> **STATED PROBLEM 1**
Pick out every row in the lines of data below that contains the string "trunk", and copy each one. Case counts.

[start of DOCUMENT SEGMENT]

FROM Movie WHERE

Download Report

Transcript FROM Movie WHERE

Subqueries Example
Find the name of the producer of ‘Star Wars’.
Movie(title, year, length, inColor, studioName, producerC)
MovieExec(name, address, cert, netWorth)
We can do:
SELECT name
FROM Movie, MovieExec
WHERE title ='Star Wars' AND producerC =cert;
Or we can have a subquery:
SELECT name
FROM MovieExec
WHERE cert =(SELECT producerC
FROM Movie
WHERE title = 'Star Wars');
If we can deduce that there
will be only a single value
produced by the subquery,
then we can use this
expression, surrounded by
parentheses, as if it were a
constant.
Conditions Involving Relations
There are a number of SQL operators that we can apply
to a relation R and produce a Boolean result.
Typically used in the WHERE clause.
1. EXISTS R is a condition that is true if R is not empty.

[end of DOCUMENT SEGMENT]

> **STATED PROBLEM 2**
Output the passage of the SQL subquery notes above from "Conditions Involving Relations" up to and including "is not empty.".

[start of ENTRIES]

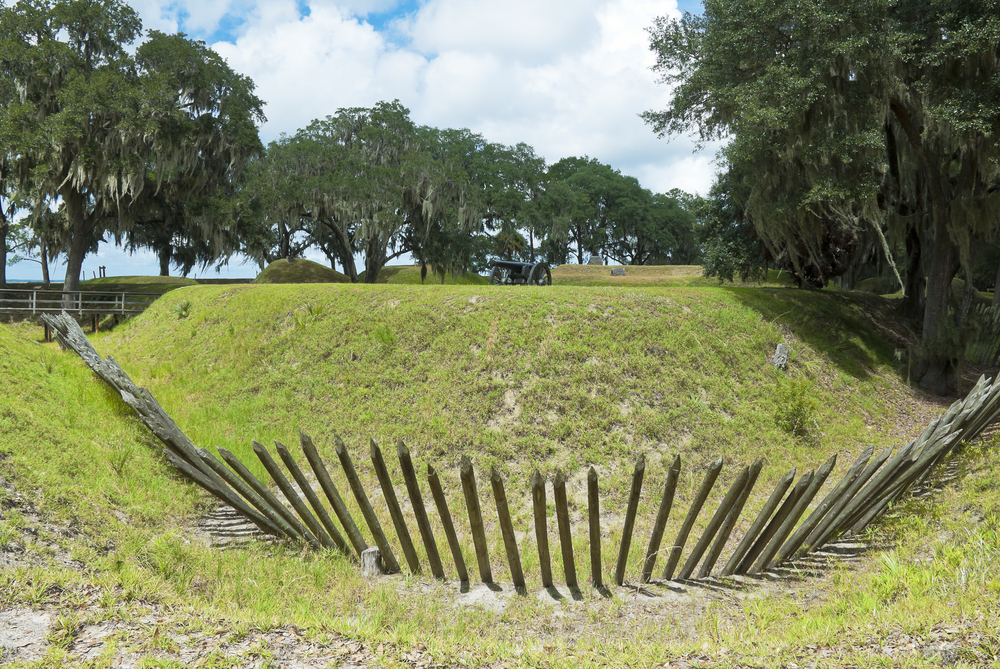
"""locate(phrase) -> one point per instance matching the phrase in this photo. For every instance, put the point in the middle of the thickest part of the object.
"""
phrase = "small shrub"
(797, 408)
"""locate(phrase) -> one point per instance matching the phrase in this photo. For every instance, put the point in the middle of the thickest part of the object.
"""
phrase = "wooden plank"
(594, 515)
(541, 528)
(507, 529)
(471, 493)
(565, 532)
(633, 504)
(730, 522)
(706, 487)
(332, 494)
(419, 511)
(437, 492)
(666, 502)
(286, 489)
(310, 495)
(388, 558)
(396, 513)
(714, 524)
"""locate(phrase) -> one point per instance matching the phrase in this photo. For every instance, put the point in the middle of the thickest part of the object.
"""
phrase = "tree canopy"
(120, 142)
(848, 119)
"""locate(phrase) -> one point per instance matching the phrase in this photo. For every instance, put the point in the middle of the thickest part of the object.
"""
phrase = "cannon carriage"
(509, 272)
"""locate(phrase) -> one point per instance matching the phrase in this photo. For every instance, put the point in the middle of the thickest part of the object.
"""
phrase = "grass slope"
(516, 378)
(410, 275)
(299, 270)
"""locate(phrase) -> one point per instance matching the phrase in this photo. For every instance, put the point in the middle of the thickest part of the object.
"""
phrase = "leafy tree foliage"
(127, 145)
(846, 117)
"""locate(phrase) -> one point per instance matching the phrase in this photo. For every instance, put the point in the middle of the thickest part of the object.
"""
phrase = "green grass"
(517, 378)
(299, 270)
(410, 275)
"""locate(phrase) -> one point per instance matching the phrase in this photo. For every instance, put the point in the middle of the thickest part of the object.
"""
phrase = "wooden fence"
(869, 487)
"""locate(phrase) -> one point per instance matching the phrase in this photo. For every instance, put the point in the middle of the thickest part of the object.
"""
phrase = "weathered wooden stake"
(261, 489)
(332, 494)
(699, 501)
(311, 497)
(594, 514)
(507, 529)
(565, 532)
(714, 524)
(730, 523)
(247, 492)
(666, 501)
(775, 523)
(541, 528)
(393, 503)
(388, 559)
(286, 489)
(437, 492)
(758, 524)
(633, 505)
(767, 555)
(419, 512)
(224, 495)
(475, 519)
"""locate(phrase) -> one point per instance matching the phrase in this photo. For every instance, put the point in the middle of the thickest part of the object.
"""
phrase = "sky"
(568, 77)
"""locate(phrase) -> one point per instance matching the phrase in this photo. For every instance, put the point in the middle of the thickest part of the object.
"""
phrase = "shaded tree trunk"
(165, 253)
(81, 227)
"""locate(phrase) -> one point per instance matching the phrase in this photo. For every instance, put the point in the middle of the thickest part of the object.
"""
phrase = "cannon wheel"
(540, 275)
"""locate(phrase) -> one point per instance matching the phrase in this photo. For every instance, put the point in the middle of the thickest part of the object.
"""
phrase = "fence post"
(633, 505)
(541, 528)
(475, 519)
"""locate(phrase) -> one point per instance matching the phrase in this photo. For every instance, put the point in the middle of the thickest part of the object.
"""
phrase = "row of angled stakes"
(858, 498)
(870, 486)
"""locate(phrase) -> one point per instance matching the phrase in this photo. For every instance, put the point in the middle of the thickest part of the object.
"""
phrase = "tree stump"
(371, 562)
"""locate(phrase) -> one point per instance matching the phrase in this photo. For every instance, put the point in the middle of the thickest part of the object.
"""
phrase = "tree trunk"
(914, 292)
(165, 254)
(936, 364)
(996, 289)
(45, 264)
(81, 227)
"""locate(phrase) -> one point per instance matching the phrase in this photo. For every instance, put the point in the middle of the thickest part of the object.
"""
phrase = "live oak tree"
(880, 115)
(123, 143)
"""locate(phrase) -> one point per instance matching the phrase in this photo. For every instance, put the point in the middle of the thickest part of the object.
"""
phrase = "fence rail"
(20, 302)
(867, 490)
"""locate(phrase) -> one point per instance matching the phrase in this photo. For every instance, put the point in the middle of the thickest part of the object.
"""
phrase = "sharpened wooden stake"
(437, 492)
(394, 511)
(261, 489)
(699, 501)
(240, 486)
(758, 524)
(565, 532)
(507, 529)
(419, 512)
(311, 497)
(541, 528)
(332, 494)
(475, 519)
(633, 505)
(714, 524)
(730, 523)
(775, 522)
(666, 501)
(594, 514)
(767, 556)
(286, 489)
(388, 558)
(224, 495)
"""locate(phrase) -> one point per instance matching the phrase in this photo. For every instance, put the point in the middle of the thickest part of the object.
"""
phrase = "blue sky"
(568, 77)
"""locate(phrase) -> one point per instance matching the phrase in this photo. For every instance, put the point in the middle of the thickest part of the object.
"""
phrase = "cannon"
(508, 272)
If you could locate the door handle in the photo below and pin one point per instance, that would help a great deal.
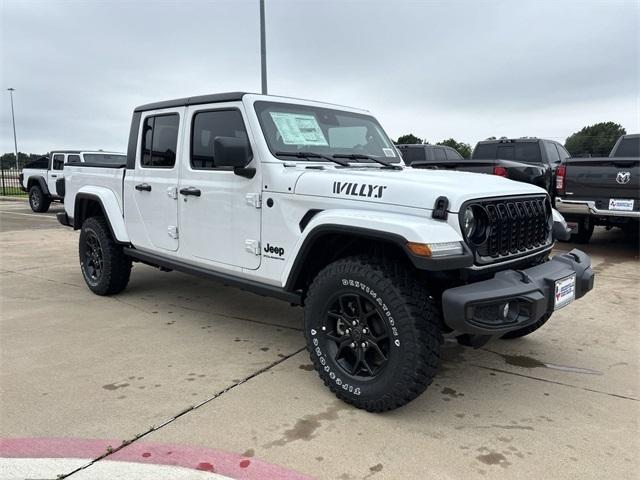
(190, 191)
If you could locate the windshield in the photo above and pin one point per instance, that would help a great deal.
(105, 159)
(299, 128)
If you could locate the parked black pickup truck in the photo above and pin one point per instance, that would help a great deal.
(601, 190)
(529, 160)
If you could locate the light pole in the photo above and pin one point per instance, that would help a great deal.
(13, 119)
(263, 49)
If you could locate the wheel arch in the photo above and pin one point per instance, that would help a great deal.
(89, 204)
(330, 242)
(39, 181)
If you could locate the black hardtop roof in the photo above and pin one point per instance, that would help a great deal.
(199, 100)
(514, 140)
(421, 145)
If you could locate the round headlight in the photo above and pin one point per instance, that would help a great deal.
(468, 222)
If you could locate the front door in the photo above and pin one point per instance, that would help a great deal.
(219, 211)
(150, 190)
(55, 172)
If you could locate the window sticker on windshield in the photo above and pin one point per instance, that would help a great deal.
(298, 129)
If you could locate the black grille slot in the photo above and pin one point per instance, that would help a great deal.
(515, 225)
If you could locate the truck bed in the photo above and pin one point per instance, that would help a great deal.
(603, 179)
(89, 178)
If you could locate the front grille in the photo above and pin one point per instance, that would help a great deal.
(513, 226)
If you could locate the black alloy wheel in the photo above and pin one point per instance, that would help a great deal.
(357, 336)
(93, 257)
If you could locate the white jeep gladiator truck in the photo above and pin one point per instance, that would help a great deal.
(312, 204)
(41, 177)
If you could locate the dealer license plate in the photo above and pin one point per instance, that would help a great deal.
(565, 291)
(620, 204)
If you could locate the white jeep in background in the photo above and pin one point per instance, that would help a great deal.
(40, 176)
(311, 203)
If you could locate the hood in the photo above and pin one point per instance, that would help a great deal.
(408, 187)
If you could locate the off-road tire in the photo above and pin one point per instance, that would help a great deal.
(412, 318)
(526, 330)
(115, 265)
(38, 201)
(585, 230)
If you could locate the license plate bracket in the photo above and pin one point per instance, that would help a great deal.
(621, 204)
(565, 291)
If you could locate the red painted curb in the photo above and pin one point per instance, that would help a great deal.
(197, 458)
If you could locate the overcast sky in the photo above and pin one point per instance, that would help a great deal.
(439, 69)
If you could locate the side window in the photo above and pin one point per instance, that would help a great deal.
(205, 127)
(58, 162)
(160, 141)
(552, 152)
(413, 154)
(438, 154)
(453, 154)
(42, 163)
(562, 152)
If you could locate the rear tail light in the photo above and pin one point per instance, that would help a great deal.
(561, 177)
(500, 171)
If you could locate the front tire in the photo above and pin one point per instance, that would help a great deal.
(38, 201)
(105, 267)
(372, 332)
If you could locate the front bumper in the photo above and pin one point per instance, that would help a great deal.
(588, 207)
(478, 308)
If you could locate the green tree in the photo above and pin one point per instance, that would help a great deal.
(597, 139)
(463, 149)
(408, 139)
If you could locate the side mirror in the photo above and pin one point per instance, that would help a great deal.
(231, 152)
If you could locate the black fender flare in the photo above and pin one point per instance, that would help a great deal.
(80, 214)
(420, 263)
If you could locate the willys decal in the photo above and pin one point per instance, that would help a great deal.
(359, 189)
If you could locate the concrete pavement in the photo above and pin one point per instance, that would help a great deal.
(562, 403)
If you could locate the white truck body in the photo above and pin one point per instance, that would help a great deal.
(45, 172)
(311, 203)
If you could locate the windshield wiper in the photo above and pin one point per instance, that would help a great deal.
(312, 155)
(360, 156)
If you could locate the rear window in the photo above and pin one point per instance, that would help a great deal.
(41, 163)
(628, 147)
(438, 154)
(527, 152)
(453, 154)
(106, 159)
(413, 154)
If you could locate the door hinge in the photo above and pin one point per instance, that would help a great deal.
(252, 246)
(254, 199)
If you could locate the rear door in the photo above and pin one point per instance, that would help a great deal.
(150, 189)
(219, 210)
(55, 172)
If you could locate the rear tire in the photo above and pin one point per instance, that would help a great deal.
(372, 332)
(105, 267)
(527, 330)
(38, 201)
(585, 230)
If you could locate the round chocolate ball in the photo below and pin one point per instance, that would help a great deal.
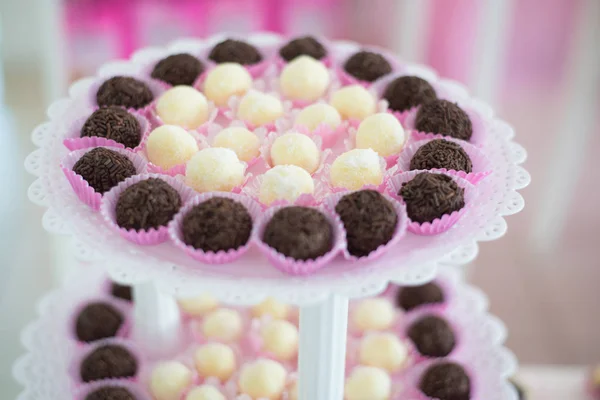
(445, 118)
(108, 361)
(178, 69)
(367, 66)
(430, 196)
(432, 336)
(98, 321)
(446, 381)
(148, 204)
(113, 123)
(124, 91)
(369, 219)
(217, 224)
(103, 169)
(411, 297)
(306, 45)
(406, 92)
(301, 233)
(235, 51)
(440, 153)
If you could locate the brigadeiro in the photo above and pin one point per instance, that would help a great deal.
(430, 196)
(411, 297)
(217, 224)
(178, 69)
(113, 123)
(369, 219)
(97, 321)
(432, 336)
(108, 361)
(367, 66)
(103, 169)
(445, 118)
(148, 204)
(124, 91)
(235, 51)
(302, 233)
(406, 92)
(440, 153)
(446, 381)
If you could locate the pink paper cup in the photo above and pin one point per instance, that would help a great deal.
(82, 189)
(292, 266)
(149, 237)
(208, 257)
(439, 225)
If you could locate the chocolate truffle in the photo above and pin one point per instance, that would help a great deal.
(235, 51)
(445, 118)
(108, 361)
(301, 233)
(178, 69)
(124, 91)
(411, 297)
(98, 321)
(406, 92)
(440, 153)
(148, 204)
(306, 45)
(217, 224)
(110, 393)
(432, 336)
(113, 123)
(367, 66)
(446, 381)
(103, 169)
(369, 219)
(429, 196)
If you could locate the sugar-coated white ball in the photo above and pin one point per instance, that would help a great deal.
(214, 169)
(170, 145)
(183, 106)
(294, 148)
(215, 359)
(381, 132)
(244, 142)
(169, 380)
(354, 102)
(263, 378)
(285, 182)
(356, 168)
(368, 383)
(226, 80)
(304, 78)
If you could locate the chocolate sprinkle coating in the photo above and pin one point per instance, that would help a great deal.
(411, 297)
(406, 92)
(432, 336)
(444, 118)
(429, 196)
(369, 219)
(178, 69)
(301, 233)
(113, 123)
(148, 204)
(108, 361)
(217, 224)
(235, 51)
(103, 169)
(440, 153)
(97, 321)
(446, 381)
(306, 45)
(367, 66)
(124, 91)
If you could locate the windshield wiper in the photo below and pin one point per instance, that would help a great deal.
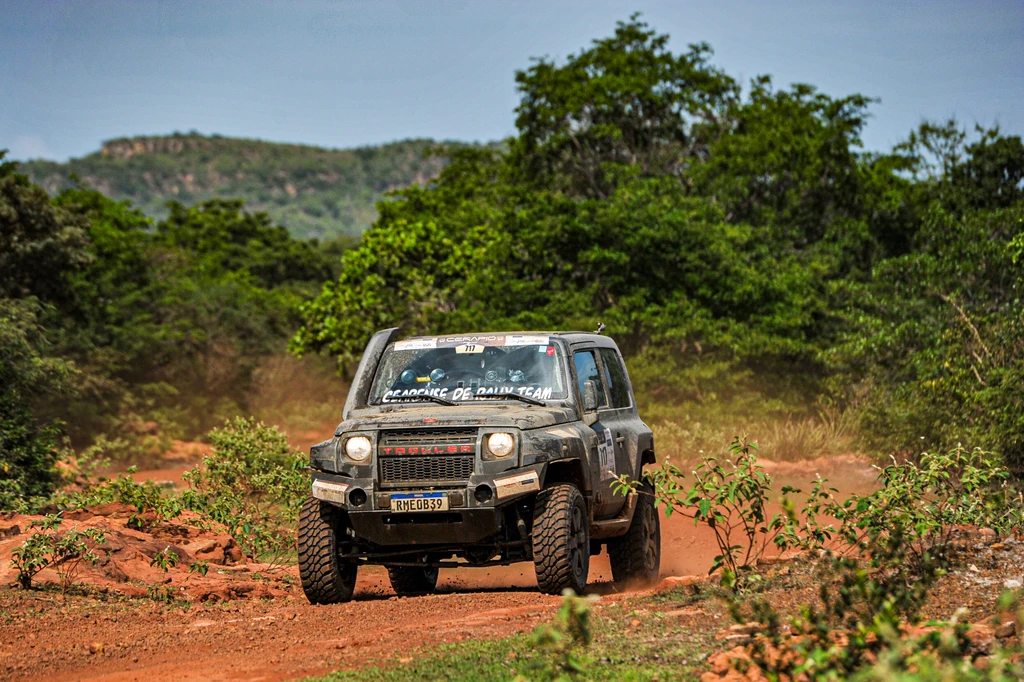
(514, 396)
(432, 398)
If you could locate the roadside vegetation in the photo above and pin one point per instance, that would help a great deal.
(760, 270)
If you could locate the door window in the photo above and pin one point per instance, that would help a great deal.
(587, 371)
(617, 385)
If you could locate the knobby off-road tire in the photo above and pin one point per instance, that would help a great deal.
(326, 579)
(636, 556)
(408, 581)
(561, 540)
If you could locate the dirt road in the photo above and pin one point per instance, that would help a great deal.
(48, 638)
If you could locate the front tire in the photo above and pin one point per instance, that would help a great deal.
(326, 579)
(561, 540)
(410, 581)
(636, 556)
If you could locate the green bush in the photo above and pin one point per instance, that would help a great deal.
(253, 483)
(61, 551)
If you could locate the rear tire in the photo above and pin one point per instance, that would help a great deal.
(636, 556)
(410, 581)
(561, 540)
(326, 579)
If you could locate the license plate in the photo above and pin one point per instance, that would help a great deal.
(419, 502)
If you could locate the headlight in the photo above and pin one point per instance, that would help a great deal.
(500, 445)
(358, 449)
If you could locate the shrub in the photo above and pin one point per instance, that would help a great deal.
(253, 482)
(62, 551)
(730, 498)
(559, 645)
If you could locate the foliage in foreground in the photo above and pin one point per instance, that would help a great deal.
(252, 484)
(881, 555)
(50, 548)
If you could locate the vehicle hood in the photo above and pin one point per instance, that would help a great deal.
(524, 417)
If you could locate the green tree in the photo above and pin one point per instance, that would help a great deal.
(626, 102)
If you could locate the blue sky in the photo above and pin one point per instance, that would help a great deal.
(350, 73)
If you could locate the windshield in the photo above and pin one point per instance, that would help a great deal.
(471, 368)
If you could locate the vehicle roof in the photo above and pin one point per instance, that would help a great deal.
(568, 337)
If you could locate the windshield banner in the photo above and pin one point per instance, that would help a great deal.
(473, 340)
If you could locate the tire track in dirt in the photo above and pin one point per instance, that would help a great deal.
(48, 639)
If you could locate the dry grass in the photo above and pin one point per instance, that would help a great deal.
(683, 438)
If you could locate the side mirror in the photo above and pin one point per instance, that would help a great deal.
(589, 396)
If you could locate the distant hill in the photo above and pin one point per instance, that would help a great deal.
(313, 192)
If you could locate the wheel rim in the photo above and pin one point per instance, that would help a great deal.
(578, 539)
(650, 538)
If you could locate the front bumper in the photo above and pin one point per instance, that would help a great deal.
(474, 509)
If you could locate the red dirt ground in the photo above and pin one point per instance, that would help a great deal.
(226, 634)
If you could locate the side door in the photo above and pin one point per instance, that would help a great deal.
(587, 366)
(622, 415)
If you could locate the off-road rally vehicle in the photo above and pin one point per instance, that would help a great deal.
(480, 450)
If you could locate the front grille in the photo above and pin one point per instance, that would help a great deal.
(426, 457)
(429, 437)
(446, 468)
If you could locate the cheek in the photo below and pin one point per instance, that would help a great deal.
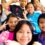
(30, 37)
(18, 36)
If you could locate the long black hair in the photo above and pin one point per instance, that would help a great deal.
(19, 25)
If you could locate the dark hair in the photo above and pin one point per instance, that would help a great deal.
(1, 9)
(41, 16)
(19, 25)
(11, 15)
(27, 5)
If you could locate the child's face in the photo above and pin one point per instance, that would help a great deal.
(42, 24)
(30, 8)
(24, 35)
(12, 22)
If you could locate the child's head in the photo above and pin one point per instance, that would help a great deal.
(30, 8)
(23, 32)
(41, 22)
(11, 21)
(0, 10)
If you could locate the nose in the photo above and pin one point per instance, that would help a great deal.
(24, 34)
(44, 24)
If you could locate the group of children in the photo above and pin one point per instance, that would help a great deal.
(23, 25)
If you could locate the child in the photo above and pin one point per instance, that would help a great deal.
(11, 22)
(41, 23)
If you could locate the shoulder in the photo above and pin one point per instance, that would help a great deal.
(9, 42)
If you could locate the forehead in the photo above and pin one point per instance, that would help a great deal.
(42, 19)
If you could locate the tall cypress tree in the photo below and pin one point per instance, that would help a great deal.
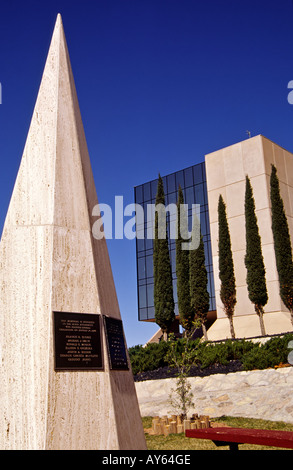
(226, 266)
(182, 266)
(282, 243)
(199, 295)
(256, 280)
(163, 285)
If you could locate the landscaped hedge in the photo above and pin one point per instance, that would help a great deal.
(251, 355)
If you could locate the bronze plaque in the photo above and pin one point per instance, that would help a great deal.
(115, 344)
(77, 339)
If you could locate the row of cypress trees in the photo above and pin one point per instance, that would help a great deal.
(256, 281)
(192, 280)
(192, 293)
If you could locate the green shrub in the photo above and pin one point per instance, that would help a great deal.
(251, 355)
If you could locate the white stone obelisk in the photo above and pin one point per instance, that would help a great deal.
(49, 261)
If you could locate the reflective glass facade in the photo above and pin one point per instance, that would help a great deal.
(193, 183)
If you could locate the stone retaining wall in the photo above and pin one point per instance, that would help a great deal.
(266, 394)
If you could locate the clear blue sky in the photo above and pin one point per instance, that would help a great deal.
(160, 84)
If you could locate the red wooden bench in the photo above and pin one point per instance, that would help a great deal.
(233, 436)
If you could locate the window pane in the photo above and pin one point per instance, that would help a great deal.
(150, 295)
(151, 313)
(197, 174)
(199, 194)
(141, 268)
(138, 194)
(149, 266)
(143, 314)
(171, 183)
(140, 244)
(189, 197)
(154, 188)
(147, 191)
(142, 297)
(179, 180)
(188, 177)
(203, 225)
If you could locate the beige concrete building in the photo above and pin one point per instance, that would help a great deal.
(226, 170)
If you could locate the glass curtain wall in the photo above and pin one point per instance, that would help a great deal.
(193, 184)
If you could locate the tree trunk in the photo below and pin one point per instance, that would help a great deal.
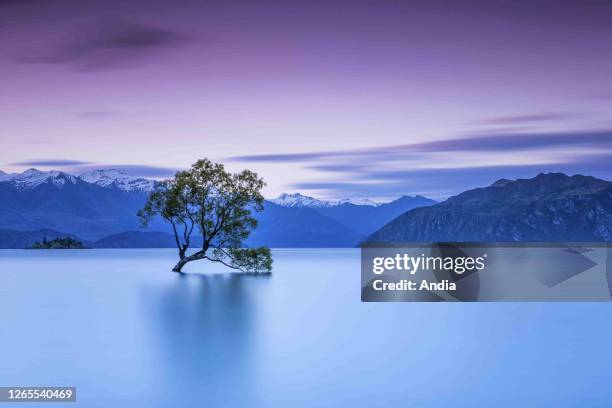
(179, 266)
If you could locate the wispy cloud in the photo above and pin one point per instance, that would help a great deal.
(109, 45)
(474, 143)
(51, 163)
(446, 166)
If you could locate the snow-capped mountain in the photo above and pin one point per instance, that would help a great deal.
(300, 200)
(357, 201)
(33, 178)
(119, 179)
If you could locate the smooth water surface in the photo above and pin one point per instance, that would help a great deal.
(127, 332)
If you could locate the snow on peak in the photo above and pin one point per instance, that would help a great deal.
(358, 201)
(117, 178)
(300, 200)
(33, 178)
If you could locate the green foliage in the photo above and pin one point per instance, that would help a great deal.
(216, 204)
(58, 243)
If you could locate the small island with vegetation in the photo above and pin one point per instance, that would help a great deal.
(58, 243)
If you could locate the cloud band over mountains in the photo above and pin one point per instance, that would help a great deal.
(437, 168)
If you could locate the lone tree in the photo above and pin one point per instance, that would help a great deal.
(217, 205)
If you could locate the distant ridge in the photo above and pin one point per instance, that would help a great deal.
(99, 208)
(548, 207)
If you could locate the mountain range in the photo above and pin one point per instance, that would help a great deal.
(100, 209)
(548, 207)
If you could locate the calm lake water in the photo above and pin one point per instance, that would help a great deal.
(127, 332)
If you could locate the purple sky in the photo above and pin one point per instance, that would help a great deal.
(359, 98)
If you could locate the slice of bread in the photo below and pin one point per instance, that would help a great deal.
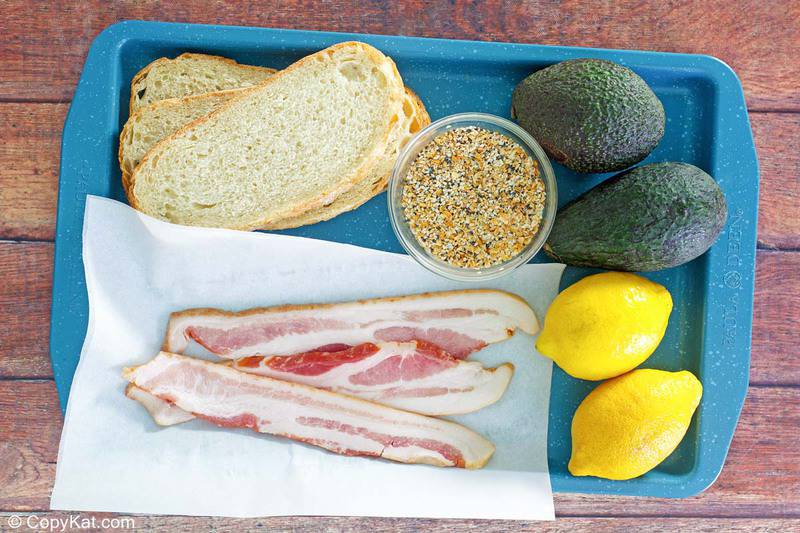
(289, 145)
(190, 74)
(157, 121)
(415, 117)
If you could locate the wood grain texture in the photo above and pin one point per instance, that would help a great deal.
(775, 357)
(777, 137)
(758, 39)
(30, 149)
(30, 146)
(301, 524)
(27, 271)
(766, 484)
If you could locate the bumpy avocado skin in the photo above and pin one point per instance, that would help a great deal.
(648, 218)
(591, 115)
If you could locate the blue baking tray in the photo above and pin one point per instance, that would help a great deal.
(707, 125)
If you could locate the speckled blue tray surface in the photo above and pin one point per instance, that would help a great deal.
(707, 125)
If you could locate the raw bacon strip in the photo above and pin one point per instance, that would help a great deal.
(163, 413)
(345, 425)
(414, 376)
(459, 322)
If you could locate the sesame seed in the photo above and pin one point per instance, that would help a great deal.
(473, 197)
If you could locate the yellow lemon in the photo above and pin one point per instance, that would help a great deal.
(628, 425)
(605, 325)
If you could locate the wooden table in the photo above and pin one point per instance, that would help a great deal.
(42, 49)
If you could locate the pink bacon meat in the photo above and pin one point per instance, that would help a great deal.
(345, 425)
(459, 322)
(415, 376)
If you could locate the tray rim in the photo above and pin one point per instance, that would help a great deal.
(711, 455)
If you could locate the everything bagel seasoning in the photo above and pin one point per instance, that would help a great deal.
(473, 197)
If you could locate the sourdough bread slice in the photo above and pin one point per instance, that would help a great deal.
(289, 145)
(190, 74)
(157, 121)
(152, 123)
(415, 117)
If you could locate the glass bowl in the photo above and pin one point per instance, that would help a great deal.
(409, 154)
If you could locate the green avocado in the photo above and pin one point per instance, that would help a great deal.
(648, 218)
(590, 115)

[end of ENTRIES]

> **COMPLETE OUTPUT 1**
phrase = "shaded tree trunk"
phrase = "tree trunk"
If you could locate the tree trunk in the photo below and pin one point per instance, that would help a great deal.

> **COMPLETE OUTPUT 2**
Conditions Involving Relations
There are a number of SQL operators that we can apply
to a relation R and produce a Boolean result.
Typically used in the WHERE clause.
1. EXISTS R is a condition that is true if R is not empty.